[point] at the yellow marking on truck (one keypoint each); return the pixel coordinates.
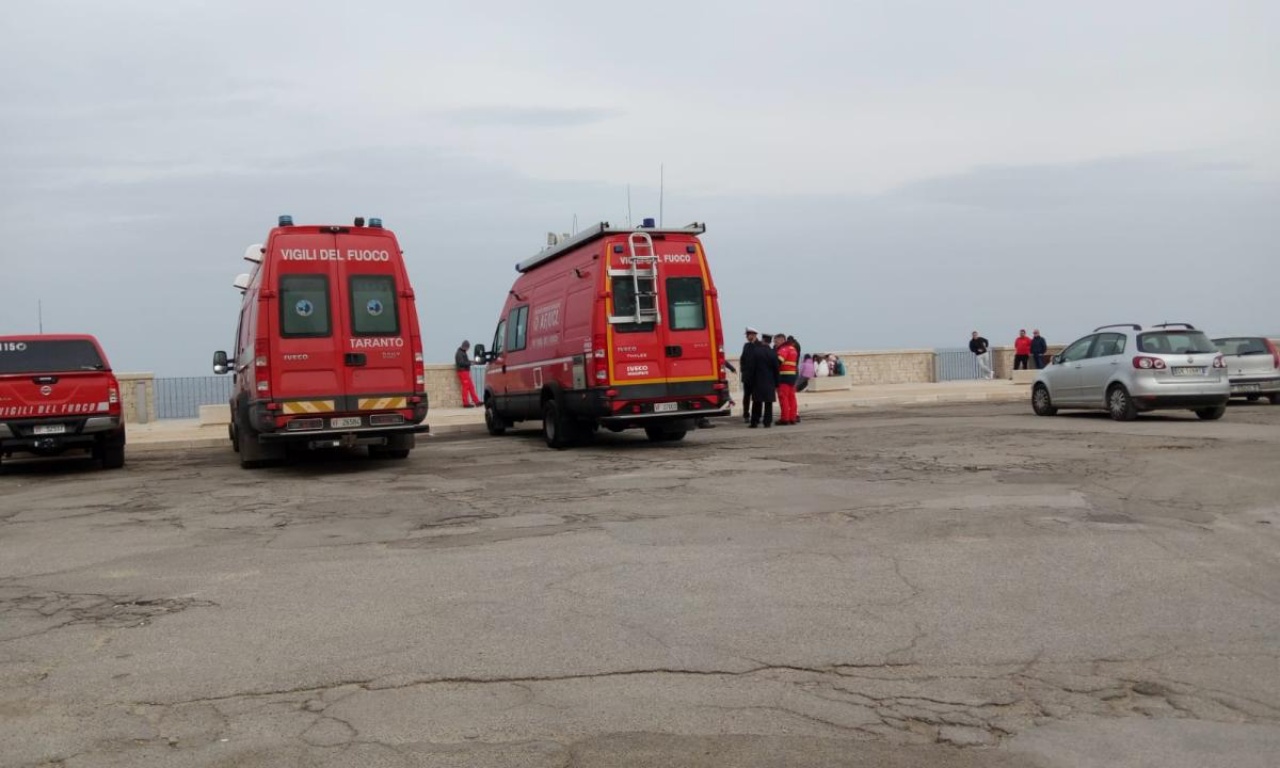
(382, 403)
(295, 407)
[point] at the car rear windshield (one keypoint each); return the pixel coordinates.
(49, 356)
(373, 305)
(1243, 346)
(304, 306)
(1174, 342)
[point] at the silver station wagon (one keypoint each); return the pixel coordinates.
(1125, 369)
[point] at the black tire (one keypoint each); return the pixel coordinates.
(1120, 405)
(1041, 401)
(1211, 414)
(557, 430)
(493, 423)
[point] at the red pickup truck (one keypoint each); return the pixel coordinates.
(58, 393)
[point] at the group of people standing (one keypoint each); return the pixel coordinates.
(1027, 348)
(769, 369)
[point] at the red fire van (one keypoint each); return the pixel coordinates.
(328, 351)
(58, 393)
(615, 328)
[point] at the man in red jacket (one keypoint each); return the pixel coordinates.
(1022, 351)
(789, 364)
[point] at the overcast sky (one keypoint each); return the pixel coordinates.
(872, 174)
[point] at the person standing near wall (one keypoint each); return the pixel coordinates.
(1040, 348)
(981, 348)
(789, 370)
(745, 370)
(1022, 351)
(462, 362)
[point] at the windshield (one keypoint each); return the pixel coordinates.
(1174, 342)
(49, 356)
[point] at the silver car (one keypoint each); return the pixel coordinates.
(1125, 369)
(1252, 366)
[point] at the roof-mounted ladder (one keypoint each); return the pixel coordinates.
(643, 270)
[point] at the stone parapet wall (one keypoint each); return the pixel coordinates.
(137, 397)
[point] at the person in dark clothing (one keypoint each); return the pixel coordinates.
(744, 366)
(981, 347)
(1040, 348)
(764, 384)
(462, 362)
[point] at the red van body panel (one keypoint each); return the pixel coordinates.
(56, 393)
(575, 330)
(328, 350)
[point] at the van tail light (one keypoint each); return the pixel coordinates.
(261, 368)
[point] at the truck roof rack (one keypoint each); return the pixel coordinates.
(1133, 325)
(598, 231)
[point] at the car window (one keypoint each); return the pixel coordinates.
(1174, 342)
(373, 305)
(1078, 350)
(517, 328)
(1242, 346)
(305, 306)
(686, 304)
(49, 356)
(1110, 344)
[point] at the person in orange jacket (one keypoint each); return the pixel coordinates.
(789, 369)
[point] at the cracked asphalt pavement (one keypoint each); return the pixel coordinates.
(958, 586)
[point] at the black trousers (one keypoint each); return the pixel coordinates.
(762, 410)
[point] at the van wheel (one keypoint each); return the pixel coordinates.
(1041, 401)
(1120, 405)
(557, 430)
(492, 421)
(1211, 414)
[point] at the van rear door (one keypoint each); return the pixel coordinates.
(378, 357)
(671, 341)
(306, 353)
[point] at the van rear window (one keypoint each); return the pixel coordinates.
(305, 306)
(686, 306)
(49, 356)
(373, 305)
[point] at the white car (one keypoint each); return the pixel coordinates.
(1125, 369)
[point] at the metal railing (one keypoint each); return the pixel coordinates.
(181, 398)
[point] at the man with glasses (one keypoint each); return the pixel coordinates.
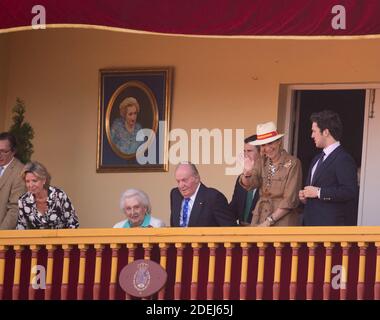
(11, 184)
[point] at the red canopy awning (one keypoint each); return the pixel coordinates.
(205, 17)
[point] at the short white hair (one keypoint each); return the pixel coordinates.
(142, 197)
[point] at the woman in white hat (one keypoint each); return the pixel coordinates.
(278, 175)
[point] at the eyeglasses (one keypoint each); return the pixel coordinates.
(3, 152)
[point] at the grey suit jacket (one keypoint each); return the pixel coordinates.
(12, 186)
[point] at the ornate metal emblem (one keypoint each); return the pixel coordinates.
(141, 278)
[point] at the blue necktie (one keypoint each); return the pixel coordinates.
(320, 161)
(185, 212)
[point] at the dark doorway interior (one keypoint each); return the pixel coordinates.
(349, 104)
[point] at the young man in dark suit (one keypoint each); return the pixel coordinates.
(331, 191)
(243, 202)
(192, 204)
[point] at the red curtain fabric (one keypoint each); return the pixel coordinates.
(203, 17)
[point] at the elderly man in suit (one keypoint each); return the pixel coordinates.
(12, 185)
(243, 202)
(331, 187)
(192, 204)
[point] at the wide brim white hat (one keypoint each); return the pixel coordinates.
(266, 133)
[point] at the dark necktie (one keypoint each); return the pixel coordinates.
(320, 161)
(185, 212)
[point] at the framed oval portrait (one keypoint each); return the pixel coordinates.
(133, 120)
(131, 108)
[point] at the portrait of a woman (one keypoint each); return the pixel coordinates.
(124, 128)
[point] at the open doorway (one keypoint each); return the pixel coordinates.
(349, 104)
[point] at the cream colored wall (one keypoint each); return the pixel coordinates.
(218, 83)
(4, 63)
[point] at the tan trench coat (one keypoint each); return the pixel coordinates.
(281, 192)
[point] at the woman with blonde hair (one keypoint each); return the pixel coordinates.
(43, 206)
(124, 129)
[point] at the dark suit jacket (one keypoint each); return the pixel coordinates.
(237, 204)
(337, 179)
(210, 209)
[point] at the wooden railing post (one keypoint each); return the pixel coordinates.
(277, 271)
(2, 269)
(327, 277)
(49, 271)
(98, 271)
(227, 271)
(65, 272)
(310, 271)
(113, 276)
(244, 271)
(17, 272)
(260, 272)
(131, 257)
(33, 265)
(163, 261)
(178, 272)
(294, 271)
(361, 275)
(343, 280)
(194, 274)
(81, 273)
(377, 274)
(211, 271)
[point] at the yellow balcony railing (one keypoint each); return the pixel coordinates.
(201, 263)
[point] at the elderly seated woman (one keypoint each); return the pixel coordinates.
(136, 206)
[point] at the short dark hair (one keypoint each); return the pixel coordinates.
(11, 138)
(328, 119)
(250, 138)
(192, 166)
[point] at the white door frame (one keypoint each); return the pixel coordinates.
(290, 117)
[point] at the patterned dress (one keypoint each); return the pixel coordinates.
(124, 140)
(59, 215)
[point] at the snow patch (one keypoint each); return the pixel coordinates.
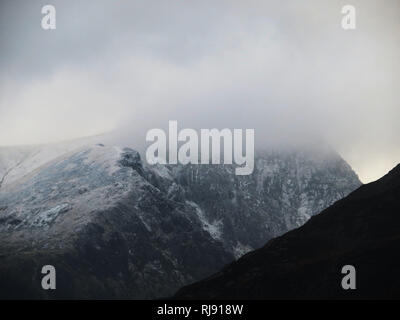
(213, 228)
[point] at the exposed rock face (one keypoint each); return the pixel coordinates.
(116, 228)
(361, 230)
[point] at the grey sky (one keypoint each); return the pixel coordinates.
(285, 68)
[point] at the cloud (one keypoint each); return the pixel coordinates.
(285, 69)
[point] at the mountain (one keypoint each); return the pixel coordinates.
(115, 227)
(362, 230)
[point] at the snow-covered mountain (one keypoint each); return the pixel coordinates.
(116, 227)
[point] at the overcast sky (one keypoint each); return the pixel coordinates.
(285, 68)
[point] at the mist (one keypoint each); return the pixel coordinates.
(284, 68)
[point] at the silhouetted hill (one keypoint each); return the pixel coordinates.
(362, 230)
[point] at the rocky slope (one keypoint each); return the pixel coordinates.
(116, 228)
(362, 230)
····················
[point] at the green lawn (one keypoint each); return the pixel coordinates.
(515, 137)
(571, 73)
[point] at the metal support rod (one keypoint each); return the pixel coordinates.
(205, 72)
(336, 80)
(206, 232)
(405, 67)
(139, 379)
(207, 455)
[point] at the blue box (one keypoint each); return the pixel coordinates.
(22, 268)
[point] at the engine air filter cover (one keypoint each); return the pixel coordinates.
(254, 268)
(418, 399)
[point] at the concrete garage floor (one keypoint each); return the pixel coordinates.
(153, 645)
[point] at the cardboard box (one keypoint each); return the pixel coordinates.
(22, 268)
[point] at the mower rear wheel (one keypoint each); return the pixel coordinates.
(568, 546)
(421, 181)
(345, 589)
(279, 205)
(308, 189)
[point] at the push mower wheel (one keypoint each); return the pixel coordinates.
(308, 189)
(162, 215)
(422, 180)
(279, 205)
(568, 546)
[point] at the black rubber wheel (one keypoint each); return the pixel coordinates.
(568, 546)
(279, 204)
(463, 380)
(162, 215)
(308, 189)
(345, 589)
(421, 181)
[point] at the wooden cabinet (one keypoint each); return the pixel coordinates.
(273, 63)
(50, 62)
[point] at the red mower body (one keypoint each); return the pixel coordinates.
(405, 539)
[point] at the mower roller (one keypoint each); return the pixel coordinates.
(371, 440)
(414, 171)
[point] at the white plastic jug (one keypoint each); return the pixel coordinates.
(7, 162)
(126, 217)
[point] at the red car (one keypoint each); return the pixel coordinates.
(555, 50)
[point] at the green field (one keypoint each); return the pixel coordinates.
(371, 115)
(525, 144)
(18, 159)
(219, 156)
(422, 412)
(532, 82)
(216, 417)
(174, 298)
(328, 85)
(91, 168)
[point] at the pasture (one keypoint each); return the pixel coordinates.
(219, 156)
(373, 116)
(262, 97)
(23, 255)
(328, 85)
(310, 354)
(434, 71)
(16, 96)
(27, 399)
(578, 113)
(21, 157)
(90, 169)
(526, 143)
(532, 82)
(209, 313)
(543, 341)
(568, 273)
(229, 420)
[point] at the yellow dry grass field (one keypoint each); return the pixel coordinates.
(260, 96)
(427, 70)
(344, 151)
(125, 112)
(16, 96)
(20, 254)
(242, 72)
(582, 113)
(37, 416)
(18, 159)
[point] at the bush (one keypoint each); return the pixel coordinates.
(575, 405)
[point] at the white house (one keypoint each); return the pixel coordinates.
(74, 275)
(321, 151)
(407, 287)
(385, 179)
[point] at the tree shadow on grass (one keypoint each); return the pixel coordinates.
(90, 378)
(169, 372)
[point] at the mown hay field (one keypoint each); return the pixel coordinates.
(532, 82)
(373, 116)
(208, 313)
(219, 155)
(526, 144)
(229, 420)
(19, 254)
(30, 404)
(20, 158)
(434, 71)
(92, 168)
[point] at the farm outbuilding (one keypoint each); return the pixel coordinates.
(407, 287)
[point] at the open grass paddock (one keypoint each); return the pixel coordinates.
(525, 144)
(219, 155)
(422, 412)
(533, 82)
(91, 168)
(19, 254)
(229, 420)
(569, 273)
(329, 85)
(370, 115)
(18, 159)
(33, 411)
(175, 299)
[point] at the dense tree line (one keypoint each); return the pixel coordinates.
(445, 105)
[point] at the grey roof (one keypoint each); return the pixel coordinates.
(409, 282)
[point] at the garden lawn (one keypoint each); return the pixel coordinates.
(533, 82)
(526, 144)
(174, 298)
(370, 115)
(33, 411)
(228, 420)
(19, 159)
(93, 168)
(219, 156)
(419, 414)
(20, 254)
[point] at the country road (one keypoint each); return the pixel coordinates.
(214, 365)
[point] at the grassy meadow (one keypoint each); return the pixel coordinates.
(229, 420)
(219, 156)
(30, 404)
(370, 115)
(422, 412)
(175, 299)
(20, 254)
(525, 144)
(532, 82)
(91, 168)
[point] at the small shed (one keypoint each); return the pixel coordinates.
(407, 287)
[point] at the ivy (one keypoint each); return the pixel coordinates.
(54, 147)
····················
• [TASK BRIEF] Can you switch "windshield" to "windscreen" and give back the lines starting at the one containing "[point] at the yellow marking" and ending at the one containing "(1252, 366)", with nothing else changed and the pictures left out?

• [ANSWER FOR THE TASK]
[point] at the yellow marking on truck (one keypoint each); return the pixel coordinates.
(382, 403)
(295, 407)
[point] at the car rear windscreen (one keypoint each); return the pixel coordinates.
(49, 356)
(373, 305)
(1243, 346)
(304, 306)
(1174, 342)
[point] at the silver station wagon (one keypoint each); return the pixel coordinates.
(1125, 369)
[point] at the black tire (one keypoint each); return the pixel coordinates.
(1120, 405)
(1041, 401)
(1211, 414)
(557, 430)
(493, 423)
[point] at the red pickup truck (one keypoint each); return the pixel coordinates.
(58, 393)
[point] at the group of people standing (one keypoint each); return the pixel coordinates.
(1027, 348)
(769, 369)
[point] at the red fire van (one keypoint each); return the pixel coordinates.
(328, 351)
(58, 393)
(615, 328)
[point] at the man in red jacket (one keypoint each); return the pixel coordinates.
(1022, 351)
(789, 364)
[point] at the overcast sky (one keypoint each); return the pixel coordinates.
(872, 174)
[point] at the person standing near wall (one keypoint each); return the pixel coordinates.
(1040, 348)
(981, 348)
(789, 370)
(745, 370)
(1022, 351)
(462, 362)
[point] at the windscreen (one keypoint each); return the pixel coordinates.
(1174, 342)
(49, 356)
[point] at the silver car (one keypoint each); return the pixel coordinates.
(1125, 369)
(1252, 366)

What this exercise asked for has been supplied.